[YOUR INSTRUCTIONS] Repeat the lines from the line with "Format: [[182, 308, 488, 585]]" to the line with "Go ahead, prove it: find the dried" in the listing below, keeping both end lines and adding nothing.

== Segment start ==

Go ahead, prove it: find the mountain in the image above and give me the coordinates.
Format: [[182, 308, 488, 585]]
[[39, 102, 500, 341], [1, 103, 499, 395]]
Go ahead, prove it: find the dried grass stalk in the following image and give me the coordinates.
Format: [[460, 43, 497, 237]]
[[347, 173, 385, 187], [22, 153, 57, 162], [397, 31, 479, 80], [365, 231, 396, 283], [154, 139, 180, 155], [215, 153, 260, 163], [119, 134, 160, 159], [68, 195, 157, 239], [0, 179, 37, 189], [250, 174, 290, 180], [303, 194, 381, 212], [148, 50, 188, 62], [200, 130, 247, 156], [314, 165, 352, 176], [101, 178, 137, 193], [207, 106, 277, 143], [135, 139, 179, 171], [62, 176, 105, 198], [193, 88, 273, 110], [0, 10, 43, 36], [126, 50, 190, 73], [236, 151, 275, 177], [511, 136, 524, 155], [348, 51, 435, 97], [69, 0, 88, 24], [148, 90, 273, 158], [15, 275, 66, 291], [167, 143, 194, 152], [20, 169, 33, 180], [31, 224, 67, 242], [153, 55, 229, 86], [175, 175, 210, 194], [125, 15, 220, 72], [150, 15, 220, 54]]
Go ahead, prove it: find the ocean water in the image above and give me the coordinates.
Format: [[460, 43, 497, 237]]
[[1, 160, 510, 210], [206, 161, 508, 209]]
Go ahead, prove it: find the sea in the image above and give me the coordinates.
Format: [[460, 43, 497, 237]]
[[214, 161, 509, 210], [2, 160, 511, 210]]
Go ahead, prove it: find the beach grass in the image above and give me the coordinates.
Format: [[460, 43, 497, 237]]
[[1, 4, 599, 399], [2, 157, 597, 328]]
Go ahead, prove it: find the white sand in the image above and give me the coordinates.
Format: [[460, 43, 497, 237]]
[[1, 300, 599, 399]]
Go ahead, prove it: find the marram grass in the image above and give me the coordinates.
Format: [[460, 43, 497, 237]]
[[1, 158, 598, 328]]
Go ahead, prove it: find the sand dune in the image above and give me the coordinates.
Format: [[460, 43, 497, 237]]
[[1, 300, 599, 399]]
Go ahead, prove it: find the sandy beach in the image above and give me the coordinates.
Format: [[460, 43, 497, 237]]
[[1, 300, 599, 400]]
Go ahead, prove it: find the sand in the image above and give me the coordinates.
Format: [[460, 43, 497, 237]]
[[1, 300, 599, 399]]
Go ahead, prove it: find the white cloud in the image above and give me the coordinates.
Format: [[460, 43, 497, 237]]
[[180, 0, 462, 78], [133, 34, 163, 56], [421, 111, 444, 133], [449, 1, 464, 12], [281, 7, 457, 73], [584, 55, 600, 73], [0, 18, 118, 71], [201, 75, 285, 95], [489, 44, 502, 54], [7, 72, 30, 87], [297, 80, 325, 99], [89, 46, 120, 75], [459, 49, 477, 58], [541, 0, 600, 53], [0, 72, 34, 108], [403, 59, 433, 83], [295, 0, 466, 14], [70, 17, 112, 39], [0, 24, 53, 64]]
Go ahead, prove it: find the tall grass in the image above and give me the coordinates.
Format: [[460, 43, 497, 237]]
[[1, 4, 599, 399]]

== Segment end ==

[RESULT OF THE EXERCISE]
Format: [[182, 308, 488, 585]]
[[39, 102, 500, 341], [1, 103, 499, 395]]
Go ahead, prove it: find the dried grass stalk in the following image and give me the coordinates.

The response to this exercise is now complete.